Das bedeutet, dass sich für jeden vollen Monat Kurzarbeit „Null“, der Jahresurlaub um 1/12 verringert. Im Fall der Arbeitnehmerin aus dem Praxisbeispiel standen ihr aufgrund der Kürzungen für die Monate Juni, Juli und Oktober damit 11 Urlaubstage zu, die sie aber bereits in den Monaten August und September genommen hatte.
Da es sich bei der Kurzarbeitszeit nicht um tatsächliche Arbeitszeit handelt, hat auch das Argument der Klägerin, dass die Kurzarbeit keine richtige Freizeit sei, keinen Bestand. Die Zeit während der Kurzarbeit soll keine Alternative zum Urlaub darstellen. Denn durch die Kurzarbeit entsteht von Vornherein gar kein Anspruch auf Urlaub. Auch die zu erfüllenden Auflagen des Arbeitsamts sind deshalb nicht von Relevanz.
+ + +
AUFGABE
Schreibe den Text über den Urlaubsanspruch bei Kurzarbeit „Null“ im Anschluss an seinen letzten Satz weiter.

Extrahierte Einträge
+ + +
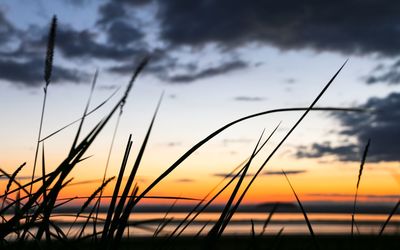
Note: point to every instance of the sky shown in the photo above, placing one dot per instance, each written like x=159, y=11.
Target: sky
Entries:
x=216, y=61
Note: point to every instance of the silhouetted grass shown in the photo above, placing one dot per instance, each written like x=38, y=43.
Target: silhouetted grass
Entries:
x=28, y=218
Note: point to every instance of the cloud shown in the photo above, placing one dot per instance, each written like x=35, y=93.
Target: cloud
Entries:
x=30, y=73
x=249, y=98
x=266, y=173
x=208, y=72
x=386, y=74
x=288, y=172
x=345, y=26
x=186, y=180
x=236, y=141
x=380, y=125
x=351, y=196
x=110, y=12
x=227, y=175
x=318, y=150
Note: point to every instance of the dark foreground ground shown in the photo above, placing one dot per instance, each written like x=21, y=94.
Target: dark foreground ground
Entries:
x=231, y=243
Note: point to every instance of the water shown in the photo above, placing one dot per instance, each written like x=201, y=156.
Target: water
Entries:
x=145, y=224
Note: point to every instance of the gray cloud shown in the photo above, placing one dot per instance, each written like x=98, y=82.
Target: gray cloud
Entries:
x=317, y=150
x=249, y=98
x=381, y=125
x=386, y=74
x=30, y=73
x=223, y=68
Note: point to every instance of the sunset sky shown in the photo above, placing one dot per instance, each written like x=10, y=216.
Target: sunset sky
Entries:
x=216, y=61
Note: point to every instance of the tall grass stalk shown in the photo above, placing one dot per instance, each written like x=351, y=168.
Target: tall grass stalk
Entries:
x=364, y=157
x=47, y=78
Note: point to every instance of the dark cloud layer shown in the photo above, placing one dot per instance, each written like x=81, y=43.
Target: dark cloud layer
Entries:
x=266, y=173
x=249, y=98
x=31, y=72
x=381, y=125
x=344, y=26
x=24, y=65
x=385, y=74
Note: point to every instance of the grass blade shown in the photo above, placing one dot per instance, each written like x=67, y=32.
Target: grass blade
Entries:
x=388, y=218
x=358, y=184
x=303, y=211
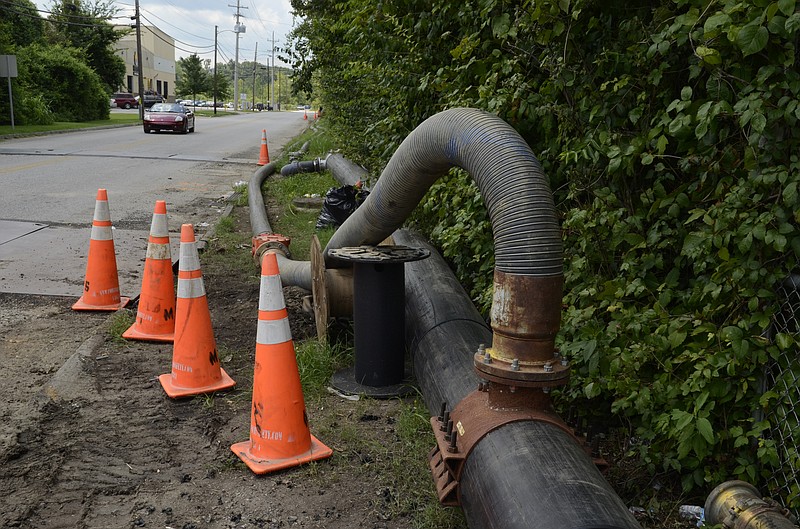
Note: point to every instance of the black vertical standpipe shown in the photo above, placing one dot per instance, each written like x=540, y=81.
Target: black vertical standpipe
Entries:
x=379, y=320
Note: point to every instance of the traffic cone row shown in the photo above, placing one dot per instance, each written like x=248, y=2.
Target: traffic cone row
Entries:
x=195, y=360
x=101, y=283
x=155, y=314
x=279, y=433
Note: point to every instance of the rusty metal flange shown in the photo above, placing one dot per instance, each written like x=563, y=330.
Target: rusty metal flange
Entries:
x=540, y=374
x=479, y=413
x=272, y=240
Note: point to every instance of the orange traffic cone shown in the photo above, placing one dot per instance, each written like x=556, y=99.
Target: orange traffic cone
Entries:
x=195, y=361
x=279, y=435
x=155, y=315
x=263, y=158
x=101, y=286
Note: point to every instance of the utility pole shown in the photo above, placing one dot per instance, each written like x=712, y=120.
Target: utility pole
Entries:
x=215, y=68
x=140, y=61
x=255, y=58
x=238, y=28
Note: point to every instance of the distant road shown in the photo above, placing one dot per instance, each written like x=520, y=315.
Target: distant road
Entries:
x=50, y=182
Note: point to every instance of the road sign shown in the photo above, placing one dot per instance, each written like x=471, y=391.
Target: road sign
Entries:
x=8, y=68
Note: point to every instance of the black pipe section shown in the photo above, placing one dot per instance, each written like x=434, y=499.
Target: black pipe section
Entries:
x=524, y=474
x=306, y=166
x=296, y=273
x=259, y=223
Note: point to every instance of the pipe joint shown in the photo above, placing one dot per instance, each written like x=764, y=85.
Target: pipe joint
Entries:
x=526, y=315
x=490, y=407
x=738, y=505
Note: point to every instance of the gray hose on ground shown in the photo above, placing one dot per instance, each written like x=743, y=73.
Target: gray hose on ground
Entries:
x=344, y=171
x=513, y=186
x=306, y=166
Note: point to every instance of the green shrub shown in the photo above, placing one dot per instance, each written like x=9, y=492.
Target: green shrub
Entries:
x=669, y=133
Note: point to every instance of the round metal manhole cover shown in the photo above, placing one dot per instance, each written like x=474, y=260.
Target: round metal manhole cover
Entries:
x=379, y=254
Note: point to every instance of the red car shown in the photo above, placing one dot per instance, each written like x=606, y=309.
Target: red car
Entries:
x=168, y=116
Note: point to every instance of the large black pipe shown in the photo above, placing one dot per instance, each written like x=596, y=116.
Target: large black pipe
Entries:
x=524, y=474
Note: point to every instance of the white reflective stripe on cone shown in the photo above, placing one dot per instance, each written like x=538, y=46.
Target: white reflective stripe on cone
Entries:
x=102, y=233
x=189, y=260
x=101, y=211
x=158, y=250
x=158, y=228
x=191, y=288
x=273, y=332
x=271, y=295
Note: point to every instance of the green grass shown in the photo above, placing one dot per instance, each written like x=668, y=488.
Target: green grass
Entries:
x=115, y=119
x=395, y=458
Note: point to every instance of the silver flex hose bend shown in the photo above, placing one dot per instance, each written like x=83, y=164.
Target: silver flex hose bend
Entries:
x=528, y=277
x=514, y=188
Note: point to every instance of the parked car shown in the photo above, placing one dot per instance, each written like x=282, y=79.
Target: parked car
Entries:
x=168, y=116
x=124, y=100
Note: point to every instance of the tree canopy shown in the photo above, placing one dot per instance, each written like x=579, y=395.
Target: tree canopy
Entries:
x=194, y=78
x=66, y=64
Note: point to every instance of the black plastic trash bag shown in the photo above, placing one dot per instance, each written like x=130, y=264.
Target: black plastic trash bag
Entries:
x=340, y=203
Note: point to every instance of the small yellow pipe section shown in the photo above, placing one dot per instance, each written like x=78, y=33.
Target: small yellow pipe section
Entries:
x=738, y=505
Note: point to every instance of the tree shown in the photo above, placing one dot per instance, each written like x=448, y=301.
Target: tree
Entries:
x=194, y=79
x=68, y=87
x=85, y=27
x=223, y=86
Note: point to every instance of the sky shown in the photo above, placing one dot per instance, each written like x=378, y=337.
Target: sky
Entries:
x=191, y=23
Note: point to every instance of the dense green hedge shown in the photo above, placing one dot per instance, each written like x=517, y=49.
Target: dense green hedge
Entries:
x=669, y=132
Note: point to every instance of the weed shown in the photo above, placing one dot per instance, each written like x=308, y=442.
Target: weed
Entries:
x=317, y=363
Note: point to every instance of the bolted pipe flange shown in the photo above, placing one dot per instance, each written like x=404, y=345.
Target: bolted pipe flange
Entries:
x=536, y=374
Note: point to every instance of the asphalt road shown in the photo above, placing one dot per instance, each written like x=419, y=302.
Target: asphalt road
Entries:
x=49, y=185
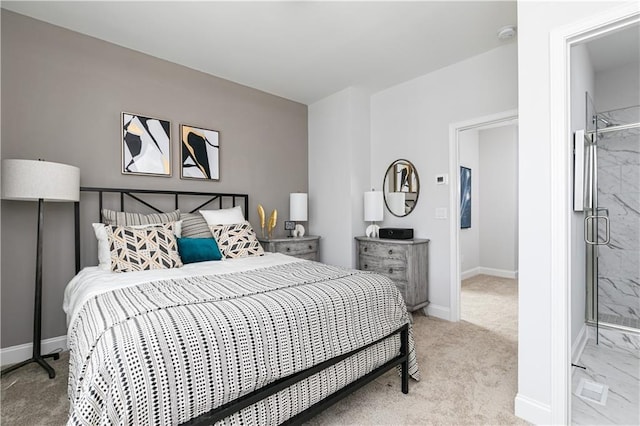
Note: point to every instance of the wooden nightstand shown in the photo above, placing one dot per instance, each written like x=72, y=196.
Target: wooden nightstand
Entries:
x=307, y=247
x=404, y=261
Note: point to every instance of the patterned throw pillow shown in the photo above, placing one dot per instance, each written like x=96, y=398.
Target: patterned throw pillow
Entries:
x=139, y=249
x=113, y=217
x=237, y=240
x=194, y=226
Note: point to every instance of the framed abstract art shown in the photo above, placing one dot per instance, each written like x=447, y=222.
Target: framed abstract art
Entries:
x=465, y=197
x=199, y=153
x=146, y=145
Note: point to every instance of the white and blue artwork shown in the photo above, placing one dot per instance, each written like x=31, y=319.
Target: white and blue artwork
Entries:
x=146, y=145
x=200, y=153
x=465, y=197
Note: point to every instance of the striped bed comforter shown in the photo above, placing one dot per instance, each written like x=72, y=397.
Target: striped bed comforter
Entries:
x=166, y=351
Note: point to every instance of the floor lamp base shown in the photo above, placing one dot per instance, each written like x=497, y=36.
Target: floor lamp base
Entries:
x=40, y=360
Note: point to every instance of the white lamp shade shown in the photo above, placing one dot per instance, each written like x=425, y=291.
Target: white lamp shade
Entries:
x=395, y=202
x=373, y=206
x=298, y=206
x=33, y=180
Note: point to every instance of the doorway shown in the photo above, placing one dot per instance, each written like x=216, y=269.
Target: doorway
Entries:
x=499, y=259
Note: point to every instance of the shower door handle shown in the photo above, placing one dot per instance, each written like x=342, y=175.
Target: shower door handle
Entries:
x=594, y=241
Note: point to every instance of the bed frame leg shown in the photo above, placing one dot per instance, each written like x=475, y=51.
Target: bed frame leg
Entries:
x=404, y=346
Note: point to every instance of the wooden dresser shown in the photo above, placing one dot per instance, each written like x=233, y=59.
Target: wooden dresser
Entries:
x=306, y=247
x=406, y=262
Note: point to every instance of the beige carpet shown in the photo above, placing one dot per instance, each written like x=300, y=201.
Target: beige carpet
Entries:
x=468, y=373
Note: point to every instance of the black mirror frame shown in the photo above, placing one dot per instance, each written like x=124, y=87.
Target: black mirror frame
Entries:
x=385, y=191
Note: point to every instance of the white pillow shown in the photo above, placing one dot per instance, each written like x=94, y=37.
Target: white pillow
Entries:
x=223, y=216
x=104, y=252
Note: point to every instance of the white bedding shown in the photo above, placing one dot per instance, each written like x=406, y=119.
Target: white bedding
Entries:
x=92, y=281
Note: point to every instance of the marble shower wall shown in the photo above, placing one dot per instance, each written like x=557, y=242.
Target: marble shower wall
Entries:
x=619, y=192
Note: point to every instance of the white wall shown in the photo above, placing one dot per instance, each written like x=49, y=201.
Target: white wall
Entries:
x=338, y=172
x=582, y=80
x=618, y=87
x=536, y=21
x=498, y=201
x=470, y=237
x=411, y=121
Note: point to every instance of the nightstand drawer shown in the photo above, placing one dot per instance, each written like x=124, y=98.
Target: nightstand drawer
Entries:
x=307, y=247
x=383, y=250
x=297, y=247
x=395, y=269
+ + +
ERGEBNIS
Urlaubsanspruch, wenn keine Kurzarbeit „Null“ vorliegt
Anders verhält es sich, wenn keine Kurzarbeit „Null“ vorliegt. Das Arbeitsgericht Osnabrück entschied im Juni 2021, dass der Vergleich mit den Bedingungen von Teilzeitbeschäftigten nur dann gezogen werden kann, wenn das Arbeitsverhältnis tatsächlich über längere Zeit ruht, wie bei Kurzarbeit „Null“. Bei der Entscheidung des Arbeitsgerichts ging es um einen Betrieb, der die Kurzarbeit kurzfristig (2 Tage vor Beginn) anmeldete. Zudem galt die Kurzarbeit nur für einzelne Tage und konnte jederzeit vorzeitig beendet werden. In einem solchen Fall kann nicht von einem wirklichen „Ruhen des Arbeitsverhältnisses“ gesprochen werden. Trifft dies zu, ist die Kürzung des Urlaubs also rechtswidrig.
Kurzarbeit „Null“ für einzelne Tage
Die Entscheidung des LAG Düsseldorf bezieht sich nur auf Fälle, in welchen sich die Arbeitnehmer*innen den ganzen Monat in Kurzarbeit „Null“ befanden. Wenn die Kurzarbeit allerdings nur zu einer Umverteilung der Arbeitszeit und damit zum Entfall der Arbeitspflicht an einzelnen Tagen ähnlich der Kurzarbeit „Null“-Regelung führt, wird der Urlaub nicht zwingend gekürzt. Hier gibt es viele Argumente, die dafür sprechen, dass nicht die gleiche Rechtswirkung in Kraft treten kann, wie bei einem längeren Ruhen der Arbeitsleistung. In einem solchen Fall müssen dann die Umstände genau betrachtet und ausgewertet werden.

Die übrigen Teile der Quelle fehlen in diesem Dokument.